Activities:
1/ Reproduce the section of the joke page that opens with the words containing "Put the tray" and closes with "legs spread apart.", copying it word for word.
2/ Pick up the joke page after its last sentence and continue writing it.

Excerpt provided:
GuyK came up with this little gem. You HAVE to love an ethnic joke that reinforces an unfounded stereotype with such simple elegance.
A guy goes into the store and tells the clerk, "I'd like some
Polish sausage."
The clerk looks at him and says, "Are you Polish?"
The guy, clearly offended, says, "Well, yes I am. But let me
ask you: if I had asked for Italian sausage would you ask me
if I was Italian??? Or if I had asked for German sausage, would
you ask me if I was German?? Or if I had asked for a
taco would you ask if I was Mexican? Huh? Would ya??"
The clerk says "Well, no."
With deep self righteous indignation, the guy says, "Well, all
right then, why the HELL did you ask me if I'm Polish just because
I ask for Polish sausage????"
The clerk says "Because this is a hardware store."
Then there is the obligitory Gay joke:
The plane's cabin was being served by an obviously gay flight
attendant who was just as obviously enjoying himself. He came
swishing down the aisle and announced to the passengers,
"Captain Marvey has asked me to announce that he'll be landing
the big scary plane shortly, lovely people, so if you could just
put up your trays that would be super."
On his trip back up the aisle, he noticed that a woman hadn't
moved a muscle. "Perhaps you didn't hear me over those big brute
engines. I asked you to raise your trazy-poo so the main man can
pitty-pat us on the ground."
She calmly turned her head and said, "In my country, I am called
a Princess. I take orders from no one."
To which the flight attendant replied, without missing a beat,
"Well, sweet-cheeks, in my country, I'm called a Queen, so I outrank
you.
Put the tray up, Bitch."
AND then there was this one:
Two medical students were walking along the street when
they saw an old man walking with his legs spread apart.

Material provided:
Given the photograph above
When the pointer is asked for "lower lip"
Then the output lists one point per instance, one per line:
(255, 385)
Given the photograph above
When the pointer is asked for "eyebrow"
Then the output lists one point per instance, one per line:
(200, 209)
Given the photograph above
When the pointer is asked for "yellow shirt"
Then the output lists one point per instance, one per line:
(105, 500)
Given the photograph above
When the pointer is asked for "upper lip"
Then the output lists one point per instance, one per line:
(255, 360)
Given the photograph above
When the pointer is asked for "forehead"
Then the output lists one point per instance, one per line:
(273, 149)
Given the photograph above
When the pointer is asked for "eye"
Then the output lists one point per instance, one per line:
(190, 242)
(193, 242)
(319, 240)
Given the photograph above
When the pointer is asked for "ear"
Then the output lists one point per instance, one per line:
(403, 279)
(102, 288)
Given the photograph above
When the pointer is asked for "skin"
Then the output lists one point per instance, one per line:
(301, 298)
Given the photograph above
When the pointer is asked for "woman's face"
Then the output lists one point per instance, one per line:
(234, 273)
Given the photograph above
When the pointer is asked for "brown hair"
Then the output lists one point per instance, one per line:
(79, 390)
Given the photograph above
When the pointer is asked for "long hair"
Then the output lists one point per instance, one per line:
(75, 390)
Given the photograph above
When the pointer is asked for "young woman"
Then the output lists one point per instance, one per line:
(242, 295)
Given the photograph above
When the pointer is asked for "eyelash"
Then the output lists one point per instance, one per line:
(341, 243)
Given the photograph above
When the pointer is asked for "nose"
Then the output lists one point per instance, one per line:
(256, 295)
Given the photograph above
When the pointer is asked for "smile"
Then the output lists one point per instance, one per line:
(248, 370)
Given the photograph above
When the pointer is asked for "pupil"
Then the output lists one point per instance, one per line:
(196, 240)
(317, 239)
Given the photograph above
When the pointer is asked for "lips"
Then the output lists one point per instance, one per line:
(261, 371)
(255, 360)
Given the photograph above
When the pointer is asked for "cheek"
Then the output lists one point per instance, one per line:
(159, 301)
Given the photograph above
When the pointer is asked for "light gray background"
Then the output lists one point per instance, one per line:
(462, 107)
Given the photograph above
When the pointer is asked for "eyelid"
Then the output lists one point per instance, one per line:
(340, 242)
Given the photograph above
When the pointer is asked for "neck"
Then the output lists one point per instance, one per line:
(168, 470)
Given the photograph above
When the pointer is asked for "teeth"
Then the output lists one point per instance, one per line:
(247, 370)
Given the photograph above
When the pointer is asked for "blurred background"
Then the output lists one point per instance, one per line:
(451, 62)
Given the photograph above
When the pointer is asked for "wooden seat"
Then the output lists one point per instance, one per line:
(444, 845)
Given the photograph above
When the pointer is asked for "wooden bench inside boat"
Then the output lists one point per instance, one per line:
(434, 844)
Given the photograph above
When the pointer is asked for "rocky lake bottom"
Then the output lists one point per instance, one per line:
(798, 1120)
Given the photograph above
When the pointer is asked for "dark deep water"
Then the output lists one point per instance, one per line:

Per-task outputs:
1/
Put the tray up, Bitch."
AND then there was this one:
Two medical students were walking along the street when
they saw an old man walking with his legs spread apart.

2/
One of the students said to his friend: "I'm sure he has
Petry Syndrome. Those people walk just like that."
The other student says: "No, I don't think so. The old man
surely has Zovitzki Syndrome. He walks just as we learned in
class."
Since they couldn't agree they decided to ask the old man.
They approached the old man and one of the students said to him:
"We're medical students and couldn't help but notice the way you
walk, but we couldn't agree on the syndrome you might have. Could
yo tell us what it is?"
The old man said: "I'll tell you, but first you'll tell me
what you think."
One of the students said: "I think it's Petry Syndrome."
The old man said: "You thought.......... but you're wrong."
Then the other student said: "I think you have Zovitzki
Syndrome." The old man said: "You thought......... but you're
wrong."
So they asked him: "Well, what do you have?"
And the old man said:
"I thought It was a fart........... but I was wrong."
Whenever you need a laugh, or a demonstration of clearheaded political thought, Guy's place should be on your list of places to go.
Thanks delftman but just be sure to warn that my place is rated XX and if they are easily offended just forget it. I am not PC and I get a kick out of ethnic humor if it is not intended to be nasty.As Will Rogers said, everything is funny when it happens to someone else. I reckon that all humor is about it either happening to me or to someone else.